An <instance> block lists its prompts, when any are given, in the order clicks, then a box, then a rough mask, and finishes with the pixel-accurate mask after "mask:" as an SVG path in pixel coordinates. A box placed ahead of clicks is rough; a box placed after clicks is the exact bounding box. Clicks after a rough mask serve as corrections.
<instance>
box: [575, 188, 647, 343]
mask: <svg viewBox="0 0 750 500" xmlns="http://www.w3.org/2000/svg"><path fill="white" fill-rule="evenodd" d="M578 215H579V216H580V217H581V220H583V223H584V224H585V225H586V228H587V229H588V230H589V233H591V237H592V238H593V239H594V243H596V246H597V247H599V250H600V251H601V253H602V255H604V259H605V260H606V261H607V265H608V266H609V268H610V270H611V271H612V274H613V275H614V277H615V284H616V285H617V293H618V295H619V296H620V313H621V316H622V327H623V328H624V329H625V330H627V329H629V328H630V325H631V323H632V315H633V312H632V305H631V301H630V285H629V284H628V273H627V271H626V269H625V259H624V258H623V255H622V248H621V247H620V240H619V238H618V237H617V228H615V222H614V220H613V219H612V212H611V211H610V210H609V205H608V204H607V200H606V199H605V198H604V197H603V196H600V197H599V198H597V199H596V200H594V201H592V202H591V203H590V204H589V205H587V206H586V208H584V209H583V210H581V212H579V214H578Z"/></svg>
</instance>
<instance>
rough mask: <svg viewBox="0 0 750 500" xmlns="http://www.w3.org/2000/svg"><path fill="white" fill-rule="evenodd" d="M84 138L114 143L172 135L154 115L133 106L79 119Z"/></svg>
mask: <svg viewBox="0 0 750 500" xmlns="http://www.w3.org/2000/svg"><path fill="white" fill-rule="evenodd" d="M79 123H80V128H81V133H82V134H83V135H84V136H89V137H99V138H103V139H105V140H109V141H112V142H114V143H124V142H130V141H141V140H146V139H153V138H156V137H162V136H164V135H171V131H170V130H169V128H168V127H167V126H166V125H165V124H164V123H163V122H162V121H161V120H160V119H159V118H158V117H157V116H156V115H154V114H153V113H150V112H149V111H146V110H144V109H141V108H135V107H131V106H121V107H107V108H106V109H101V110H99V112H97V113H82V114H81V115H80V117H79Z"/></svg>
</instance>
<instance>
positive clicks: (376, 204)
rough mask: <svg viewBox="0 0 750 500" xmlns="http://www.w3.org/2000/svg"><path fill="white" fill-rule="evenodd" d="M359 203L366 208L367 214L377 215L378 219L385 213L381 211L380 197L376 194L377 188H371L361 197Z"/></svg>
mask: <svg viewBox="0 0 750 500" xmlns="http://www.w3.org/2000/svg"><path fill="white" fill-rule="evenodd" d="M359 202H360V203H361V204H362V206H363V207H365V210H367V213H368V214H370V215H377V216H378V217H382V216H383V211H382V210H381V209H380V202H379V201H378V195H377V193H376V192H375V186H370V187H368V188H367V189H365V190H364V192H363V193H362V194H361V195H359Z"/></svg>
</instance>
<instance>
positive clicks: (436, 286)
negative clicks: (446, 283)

Required work:
Please give the lines starting at the beginning of the records and ending at the line containing "box: [575, 188, 647, 343]" as a Markdown table with the columns Row and Line, leaving out any blank lines.

Problem solution:
| Row | Line |
|---|---|
| 1 | An <instance> block lists its prompts, when any are given, in the order clicks, then a box, then a rough mask, and finishes with the pixel-accurate mask after "mask:" as an SVG path in pixel coordinates. A box placed ahead of clicks is rough; a box placed after clicks is the exact bounding box. Clicks after a rough mask serve as corrections. |
| 2 | <instance> |
| 3 | box: [575, 188, 647, 343] |